### Provided data ###

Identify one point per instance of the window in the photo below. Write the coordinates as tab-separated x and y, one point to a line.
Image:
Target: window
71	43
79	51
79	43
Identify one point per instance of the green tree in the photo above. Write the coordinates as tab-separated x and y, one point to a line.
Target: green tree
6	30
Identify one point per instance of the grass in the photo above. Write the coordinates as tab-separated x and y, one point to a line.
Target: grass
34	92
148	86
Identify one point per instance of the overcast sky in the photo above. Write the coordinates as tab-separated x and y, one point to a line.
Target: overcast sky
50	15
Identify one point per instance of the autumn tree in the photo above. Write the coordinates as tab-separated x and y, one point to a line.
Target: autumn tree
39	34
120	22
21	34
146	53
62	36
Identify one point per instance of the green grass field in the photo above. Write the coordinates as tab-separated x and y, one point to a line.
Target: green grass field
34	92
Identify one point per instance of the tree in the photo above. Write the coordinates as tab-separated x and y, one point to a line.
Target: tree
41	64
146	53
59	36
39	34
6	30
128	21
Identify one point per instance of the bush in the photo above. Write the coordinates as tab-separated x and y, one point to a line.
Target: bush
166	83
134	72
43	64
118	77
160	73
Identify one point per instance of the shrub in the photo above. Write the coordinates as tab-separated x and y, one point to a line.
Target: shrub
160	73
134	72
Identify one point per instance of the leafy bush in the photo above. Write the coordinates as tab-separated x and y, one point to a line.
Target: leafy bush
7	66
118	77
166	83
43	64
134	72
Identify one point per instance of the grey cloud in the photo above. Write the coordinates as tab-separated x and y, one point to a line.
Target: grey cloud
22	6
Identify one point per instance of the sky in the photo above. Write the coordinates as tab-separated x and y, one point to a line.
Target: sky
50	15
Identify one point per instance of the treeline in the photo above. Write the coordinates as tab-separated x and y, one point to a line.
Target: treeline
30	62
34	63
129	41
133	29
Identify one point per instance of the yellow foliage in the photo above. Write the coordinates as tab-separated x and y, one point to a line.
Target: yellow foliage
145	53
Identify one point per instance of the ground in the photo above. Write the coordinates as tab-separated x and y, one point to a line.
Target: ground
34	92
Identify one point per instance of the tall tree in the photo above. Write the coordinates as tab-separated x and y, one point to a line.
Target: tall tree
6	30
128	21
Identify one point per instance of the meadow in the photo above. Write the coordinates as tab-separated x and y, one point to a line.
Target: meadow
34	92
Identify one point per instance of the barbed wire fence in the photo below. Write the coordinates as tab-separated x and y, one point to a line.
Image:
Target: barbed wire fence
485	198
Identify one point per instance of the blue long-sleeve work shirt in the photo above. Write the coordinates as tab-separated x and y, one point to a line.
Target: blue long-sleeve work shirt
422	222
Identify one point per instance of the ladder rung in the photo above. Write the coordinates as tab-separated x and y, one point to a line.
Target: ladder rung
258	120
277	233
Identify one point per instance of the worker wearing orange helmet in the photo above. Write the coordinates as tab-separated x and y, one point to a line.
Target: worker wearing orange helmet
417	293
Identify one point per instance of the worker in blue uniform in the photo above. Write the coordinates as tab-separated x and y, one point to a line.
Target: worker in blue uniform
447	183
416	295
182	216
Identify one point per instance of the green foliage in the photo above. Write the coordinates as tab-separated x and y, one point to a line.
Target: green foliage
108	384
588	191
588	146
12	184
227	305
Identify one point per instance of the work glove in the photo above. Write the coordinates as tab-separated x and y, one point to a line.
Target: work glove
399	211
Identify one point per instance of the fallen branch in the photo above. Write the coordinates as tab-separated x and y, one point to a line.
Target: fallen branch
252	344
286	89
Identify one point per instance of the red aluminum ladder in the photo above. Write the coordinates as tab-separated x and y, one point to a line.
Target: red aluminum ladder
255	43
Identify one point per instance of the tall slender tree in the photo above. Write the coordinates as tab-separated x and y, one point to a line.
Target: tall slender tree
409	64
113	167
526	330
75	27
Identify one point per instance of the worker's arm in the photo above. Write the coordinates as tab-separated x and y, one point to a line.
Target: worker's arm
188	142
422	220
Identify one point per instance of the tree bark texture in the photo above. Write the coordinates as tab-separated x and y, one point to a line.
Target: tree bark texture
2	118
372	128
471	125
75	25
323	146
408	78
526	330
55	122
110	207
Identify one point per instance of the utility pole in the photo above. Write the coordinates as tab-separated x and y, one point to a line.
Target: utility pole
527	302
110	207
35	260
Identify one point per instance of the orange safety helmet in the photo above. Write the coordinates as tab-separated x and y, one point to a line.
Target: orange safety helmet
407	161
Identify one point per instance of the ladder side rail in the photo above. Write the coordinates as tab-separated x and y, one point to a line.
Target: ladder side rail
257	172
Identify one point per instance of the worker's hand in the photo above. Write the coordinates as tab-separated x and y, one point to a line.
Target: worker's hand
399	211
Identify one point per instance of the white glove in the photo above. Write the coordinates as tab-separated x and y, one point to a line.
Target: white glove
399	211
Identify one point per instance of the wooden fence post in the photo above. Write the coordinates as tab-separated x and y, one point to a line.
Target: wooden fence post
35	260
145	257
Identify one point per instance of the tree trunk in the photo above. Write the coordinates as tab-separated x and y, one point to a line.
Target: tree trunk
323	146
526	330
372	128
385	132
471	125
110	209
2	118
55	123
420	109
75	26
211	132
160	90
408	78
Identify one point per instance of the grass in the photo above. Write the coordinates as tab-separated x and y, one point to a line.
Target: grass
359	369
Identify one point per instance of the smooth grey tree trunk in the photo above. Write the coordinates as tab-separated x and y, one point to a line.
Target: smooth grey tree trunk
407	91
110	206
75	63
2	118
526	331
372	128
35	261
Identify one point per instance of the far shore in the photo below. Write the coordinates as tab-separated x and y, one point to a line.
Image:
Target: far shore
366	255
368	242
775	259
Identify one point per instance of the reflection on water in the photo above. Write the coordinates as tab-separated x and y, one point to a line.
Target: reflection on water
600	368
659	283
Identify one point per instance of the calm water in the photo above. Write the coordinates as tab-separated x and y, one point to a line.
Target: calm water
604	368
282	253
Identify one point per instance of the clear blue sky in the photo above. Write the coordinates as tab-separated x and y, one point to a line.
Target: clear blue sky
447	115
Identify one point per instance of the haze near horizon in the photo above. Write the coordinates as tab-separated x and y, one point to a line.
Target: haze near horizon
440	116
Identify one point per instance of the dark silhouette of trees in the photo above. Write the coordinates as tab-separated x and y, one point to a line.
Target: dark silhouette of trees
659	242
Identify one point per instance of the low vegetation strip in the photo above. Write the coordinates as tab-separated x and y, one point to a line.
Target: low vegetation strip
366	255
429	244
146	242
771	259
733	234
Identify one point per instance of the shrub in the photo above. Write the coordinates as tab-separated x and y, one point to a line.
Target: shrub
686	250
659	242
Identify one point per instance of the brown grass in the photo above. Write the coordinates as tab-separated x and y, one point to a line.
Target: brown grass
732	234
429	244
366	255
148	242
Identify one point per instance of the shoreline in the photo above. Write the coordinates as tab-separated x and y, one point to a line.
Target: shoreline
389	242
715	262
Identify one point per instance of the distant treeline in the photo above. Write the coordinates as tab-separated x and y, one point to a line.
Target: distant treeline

###

Repeat, exactly as they stand above, the lines from the line with "Target: red aluminum ladder" to the line with "Identify one point per instance of the tree bark", both lines included.

Reply:
Target: red aluminum ladder
255	43
Identify one point per instance of the tall slender tree in the photo above. Write the coordinates as tab-separated x and y, one point to a line.
Target: tall slender tree
409	64
113	167
526	330
75	27
Identify one point per instance of the worker's arm in the photo above. Write the coordinates as tab-separated x and y, one point to a line.
Target: worker's arm
188	142
422	220
Identify one point per instance of the tree bark texture in the photo above. Write the coordinates as tab-separated x and y, one point to a line.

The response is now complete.